● **Problem**
Output the lines starting at the line that contains "Work through each" and ending at the line that contains "60L375 166L346 235L400", both included, reproducing them verbatim.

[Stored items]
================

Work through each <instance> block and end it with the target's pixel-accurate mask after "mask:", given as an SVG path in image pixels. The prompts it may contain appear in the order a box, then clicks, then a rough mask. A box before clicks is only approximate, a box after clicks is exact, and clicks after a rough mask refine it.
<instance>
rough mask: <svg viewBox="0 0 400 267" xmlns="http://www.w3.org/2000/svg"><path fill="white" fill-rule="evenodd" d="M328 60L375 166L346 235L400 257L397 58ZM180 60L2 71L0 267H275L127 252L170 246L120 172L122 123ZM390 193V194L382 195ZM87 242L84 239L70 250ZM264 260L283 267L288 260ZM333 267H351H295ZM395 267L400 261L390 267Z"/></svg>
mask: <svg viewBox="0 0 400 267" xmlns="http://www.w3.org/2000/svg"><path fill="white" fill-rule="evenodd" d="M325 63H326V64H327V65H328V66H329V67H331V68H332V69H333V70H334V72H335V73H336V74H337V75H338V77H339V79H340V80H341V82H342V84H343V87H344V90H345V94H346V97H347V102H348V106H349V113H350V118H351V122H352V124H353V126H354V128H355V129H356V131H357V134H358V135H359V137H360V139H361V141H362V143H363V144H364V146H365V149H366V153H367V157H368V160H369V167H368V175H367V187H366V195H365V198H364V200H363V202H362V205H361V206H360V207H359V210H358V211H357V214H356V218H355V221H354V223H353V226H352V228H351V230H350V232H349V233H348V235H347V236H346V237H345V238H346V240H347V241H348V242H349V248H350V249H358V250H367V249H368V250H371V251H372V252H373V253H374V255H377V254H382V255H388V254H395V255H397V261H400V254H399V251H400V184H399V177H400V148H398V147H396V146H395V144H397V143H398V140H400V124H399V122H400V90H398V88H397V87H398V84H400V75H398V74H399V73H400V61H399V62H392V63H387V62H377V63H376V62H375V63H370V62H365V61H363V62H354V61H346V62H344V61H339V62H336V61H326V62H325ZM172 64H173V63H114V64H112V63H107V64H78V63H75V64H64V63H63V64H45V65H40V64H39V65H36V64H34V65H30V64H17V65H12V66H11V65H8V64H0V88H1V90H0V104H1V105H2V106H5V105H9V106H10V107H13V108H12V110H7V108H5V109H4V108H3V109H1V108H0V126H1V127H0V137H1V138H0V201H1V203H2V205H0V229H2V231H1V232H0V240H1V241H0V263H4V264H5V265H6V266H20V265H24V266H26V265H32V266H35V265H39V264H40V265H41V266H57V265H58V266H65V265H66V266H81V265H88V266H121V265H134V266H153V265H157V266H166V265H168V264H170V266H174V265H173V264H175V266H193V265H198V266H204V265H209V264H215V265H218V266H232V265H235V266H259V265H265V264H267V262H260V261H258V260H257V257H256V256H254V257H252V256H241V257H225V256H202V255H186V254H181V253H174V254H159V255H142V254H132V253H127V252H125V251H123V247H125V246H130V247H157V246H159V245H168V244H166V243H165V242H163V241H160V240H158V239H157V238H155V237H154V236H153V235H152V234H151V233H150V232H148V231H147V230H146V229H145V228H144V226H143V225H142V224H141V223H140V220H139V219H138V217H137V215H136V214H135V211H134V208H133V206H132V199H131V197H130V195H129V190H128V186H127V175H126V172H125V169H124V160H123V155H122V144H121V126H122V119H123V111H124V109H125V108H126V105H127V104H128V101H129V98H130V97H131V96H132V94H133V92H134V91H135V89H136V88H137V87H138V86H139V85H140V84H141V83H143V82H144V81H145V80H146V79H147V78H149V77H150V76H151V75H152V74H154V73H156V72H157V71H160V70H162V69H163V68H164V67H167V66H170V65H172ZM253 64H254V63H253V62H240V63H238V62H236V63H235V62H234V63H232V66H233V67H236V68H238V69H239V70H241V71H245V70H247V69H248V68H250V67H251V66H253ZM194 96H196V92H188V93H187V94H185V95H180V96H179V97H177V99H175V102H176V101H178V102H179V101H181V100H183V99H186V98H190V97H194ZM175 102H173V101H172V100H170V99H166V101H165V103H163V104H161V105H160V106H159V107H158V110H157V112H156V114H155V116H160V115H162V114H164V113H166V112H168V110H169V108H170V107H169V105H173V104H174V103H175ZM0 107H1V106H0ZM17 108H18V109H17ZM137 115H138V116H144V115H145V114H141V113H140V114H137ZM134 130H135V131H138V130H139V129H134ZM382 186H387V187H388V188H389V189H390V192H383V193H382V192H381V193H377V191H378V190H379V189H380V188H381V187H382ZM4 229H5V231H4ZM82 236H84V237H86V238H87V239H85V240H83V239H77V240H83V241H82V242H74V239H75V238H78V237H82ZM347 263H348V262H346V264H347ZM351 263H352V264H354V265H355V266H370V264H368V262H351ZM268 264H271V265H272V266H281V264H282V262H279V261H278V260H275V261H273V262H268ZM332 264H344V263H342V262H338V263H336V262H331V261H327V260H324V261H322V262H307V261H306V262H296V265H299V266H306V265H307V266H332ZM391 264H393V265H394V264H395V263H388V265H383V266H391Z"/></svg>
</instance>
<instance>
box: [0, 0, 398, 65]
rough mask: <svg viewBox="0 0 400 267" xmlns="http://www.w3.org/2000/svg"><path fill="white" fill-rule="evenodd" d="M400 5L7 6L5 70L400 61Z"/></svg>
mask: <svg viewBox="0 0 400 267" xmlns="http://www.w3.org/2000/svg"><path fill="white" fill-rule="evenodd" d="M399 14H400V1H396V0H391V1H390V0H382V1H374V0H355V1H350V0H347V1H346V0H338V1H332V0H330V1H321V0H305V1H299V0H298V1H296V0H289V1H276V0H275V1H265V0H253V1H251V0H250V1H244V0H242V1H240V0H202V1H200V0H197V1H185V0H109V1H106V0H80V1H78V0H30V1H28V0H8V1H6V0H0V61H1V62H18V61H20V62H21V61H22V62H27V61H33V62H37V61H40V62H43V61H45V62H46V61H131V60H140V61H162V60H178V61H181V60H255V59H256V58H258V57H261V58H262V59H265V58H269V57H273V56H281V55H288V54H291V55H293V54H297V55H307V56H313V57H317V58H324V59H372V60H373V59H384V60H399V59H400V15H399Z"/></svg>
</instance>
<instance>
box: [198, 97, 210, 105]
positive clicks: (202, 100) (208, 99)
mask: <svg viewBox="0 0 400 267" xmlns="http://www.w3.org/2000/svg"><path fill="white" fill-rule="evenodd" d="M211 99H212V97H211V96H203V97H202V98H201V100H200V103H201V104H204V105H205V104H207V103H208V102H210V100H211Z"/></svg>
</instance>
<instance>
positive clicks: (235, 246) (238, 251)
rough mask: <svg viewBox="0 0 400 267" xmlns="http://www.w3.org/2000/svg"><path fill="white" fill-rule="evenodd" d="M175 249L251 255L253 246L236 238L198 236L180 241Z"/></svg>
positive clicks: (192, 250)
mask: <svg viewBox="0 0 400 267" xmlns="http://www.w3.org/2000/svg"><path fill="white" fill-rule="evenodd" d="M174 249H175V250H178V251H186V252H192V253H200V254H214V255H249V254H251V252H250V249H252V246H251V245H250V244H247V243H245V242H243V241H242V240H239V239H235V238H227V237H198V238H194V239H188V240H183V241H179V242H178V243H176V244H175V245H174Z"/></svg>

================

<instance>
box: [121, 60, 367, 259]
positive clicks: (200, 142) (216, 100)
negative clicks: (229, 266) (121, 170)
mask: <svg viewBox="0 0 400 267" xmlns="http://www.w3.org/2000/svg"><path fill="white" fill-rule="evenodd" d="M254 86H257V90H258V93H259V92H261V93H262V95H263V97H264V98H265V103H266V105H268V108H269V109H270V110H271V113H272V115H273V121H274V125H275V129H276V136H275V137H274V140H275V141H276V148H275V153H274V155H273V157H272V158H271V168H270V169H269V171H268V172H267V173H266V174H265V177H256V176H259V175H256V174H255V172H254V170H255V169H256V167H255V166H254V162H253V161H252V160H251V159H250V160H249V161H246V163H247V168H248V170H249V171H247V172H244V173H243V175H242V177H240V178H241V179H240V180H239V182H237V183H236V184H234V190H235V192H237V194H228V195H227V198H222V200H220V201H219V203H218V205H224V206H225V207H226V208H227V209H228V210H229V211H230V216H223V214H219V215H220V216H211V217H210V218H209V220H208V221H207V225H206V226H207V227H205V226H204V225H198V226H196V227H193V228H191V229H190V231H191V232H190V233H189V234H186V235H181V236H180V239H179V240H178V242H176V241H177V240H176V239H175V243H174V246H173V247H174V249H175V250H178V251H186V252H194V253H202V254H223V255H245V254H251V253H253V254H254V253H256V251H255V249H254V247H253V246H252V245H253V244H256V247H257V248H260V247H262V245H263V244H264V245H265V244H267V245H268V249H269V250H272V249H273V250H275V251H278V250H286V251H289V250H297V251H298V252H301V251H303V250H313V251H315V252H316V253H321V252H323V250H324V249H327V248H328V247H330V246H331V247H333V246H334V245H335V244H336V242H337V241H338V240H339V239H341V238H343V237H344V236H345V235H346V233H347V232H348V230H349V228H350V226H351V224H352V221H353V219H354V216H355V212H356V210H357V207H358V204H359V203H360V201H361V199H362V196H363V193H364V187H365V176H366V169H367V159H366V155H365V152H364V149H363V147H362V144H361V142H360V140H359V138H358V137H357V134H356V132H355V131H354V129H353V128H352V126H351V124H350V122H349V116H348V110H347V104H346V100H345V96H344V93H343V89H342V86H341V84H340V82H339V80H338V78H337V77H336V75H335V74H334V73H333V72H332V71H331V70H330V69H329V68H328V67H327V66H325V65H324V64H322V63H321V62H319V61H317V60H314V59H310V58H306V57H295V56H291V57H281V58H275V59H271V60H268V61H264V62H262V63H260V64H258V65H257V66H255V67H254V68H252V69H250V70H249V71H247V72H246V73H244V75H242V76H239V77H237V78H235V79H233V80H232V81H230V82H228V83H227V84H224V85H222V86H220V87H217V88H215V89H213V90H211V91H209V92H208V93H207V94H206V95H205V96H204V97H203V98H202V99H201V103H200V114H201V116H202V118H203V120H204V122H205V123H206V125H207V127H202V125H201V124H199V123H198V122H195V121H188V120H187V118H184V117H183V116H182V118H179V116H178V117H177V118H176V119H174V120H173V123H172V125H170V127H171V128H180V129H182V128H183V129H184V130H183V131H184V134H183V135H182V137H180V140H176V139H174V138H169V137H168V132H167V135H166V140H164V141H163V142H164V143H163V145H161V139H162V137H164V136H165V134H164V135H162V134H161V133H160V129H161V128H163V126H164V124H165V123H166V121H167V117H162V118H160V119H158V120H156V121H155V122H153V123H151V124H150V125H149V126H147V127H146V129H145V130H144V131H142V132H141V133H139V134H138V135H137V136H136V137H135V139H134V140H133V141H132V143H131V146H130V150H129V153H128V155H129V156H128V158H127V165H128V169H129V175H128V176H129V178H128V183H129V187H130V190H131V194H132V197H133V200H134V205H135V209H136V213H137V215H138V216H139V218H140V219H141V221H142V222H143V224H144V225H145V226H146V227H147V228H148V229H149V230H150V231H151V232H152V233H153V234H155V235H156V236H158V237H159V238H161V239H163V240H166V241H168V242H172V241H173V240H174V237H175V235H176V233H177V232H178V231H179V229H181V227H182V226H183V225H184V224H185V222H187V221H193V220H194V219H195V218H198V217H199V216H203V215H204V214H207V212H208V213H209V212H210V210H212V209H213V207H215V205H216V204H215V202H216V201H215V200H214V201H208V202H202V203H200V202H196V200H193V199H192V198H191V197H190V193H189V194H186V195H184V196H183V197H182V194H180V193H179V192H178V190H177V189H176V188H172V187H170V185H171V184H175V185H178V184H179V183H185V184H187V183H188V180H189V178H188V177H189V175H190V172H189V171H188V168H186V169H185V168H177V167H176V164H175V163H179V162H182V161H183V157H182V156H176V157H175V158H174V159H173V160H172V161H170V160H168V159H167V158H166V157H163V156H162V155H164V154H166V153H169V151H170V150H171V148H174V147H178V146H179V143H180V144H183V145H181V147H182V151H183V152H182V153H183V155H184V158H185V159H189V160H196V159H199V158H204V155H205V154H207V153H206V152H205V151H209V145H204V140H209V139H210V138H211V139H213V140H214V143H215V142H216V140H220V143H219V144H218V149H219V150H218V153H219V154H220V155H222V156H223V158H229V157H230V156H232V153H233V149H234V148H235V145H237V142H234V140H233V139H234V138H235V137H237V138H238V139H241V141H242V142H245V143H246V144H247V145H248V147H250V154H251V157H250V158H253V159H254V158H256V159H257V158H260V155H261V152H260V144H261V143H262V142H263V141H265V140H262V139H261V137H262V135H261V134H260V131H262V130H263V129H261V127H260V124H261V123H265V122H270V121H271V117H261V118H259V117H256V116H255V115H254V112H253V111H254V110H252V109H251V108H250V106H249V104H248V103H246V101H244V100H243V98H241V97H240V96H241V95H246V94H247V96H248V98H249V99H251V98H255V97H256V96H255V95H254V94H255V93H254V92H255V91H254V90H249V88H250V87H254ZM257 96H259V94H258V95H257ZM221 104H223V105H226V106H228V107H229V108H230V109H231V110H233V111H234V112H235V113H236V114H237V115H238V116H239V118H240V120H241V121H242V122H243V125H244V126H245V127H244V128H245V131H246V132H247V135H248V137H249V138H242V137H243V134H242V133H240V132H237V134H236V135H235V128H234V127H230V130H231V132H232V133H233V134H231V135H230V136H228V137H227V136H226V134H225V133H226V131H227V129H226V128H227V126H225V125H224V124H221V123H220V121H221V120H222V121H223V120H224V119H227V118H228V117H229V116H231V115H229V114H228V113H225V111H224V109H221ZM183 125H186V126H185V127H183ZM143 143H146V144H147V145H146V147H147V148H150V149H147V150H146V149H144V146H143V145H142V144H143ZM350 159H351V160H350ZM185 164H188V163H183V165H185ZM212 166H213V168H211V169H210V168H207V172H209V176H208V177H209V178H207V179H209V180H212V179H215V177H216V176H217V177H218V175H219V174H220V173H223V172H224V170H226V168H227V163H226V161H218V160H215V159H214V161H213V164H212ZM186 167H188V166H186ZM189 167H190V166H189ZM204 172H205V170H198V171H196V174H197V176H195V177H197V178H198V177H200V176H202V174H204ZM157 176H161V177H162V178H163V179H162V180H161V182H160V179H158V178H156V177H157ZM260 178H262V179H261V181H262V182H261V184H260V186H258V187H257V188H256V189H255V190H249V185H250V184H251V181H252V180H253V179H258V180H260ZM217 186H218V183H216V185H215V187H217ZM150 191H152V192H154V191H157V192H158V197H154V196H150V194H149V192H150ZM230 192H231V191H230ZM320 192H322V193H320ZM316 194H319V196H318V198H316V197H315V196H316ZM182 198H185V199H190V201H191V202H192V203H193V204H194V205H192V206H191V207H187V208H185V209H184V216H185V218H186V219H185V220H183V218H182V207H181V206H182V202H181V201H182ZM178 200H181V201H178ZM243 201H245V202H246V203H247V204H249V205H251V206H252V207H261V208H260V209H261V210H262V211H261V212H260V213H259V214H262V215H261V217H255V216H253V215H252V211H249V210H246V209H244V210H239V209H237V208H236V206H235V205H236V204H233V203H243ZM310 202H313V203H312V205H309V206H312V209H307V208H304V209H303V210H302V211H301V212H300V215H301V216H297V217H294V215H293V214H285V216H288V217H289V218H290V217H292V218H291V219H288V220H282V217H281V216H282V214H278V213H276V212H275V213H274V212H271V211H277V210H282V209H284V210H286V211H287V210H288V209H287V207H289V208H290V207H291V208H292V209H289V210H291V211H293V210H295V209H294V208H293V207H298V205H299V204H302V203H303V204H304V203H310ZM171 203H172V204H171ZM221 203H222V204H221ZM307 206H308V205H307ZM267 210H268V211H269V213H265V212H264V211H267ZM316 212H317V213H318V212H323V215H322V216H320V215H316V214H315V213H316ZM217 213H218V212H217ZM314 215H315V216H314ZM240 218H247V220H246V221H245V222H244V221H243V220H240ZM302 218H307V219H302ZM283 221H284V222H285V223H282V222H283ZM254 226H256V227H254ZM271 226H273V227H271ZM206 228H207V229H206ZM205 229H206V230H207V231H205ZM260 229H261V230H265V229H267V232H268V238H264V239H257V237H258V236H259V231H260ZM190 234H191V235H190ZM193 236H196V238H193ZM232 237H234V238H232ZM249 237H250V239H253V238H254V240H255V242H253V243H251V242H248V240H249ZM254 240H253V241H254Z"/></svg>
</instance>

================

● **Written response**
Work through each <instance> block and end it with the target's pixel-accurate mask after "mask:", given as an SVG path in image pixels. The prompts it may contain appear in the order a box, then clicks, then a rough mask. A box before clicks is only approximate, a box after clicks is exact, and clicks after a rough mask refine it.
<instance>
rough mask: <svg viewBox="0 0 400 267" xmlns="http://www.w3.org/2000/svg"><path fill="white" fill-rule="evenodd" d="M328 60L375 166L346 235L400 257L397 58ZM180 60L2 71L0 267H275L127 252L170 246L120 172L122 123ZM390 193V194L382 195ZM87 242L84 239L70 250ZM264 260L283 267L288 260ZM333 267H351H295ZM395 267L400 261L390 267Z"/></svg>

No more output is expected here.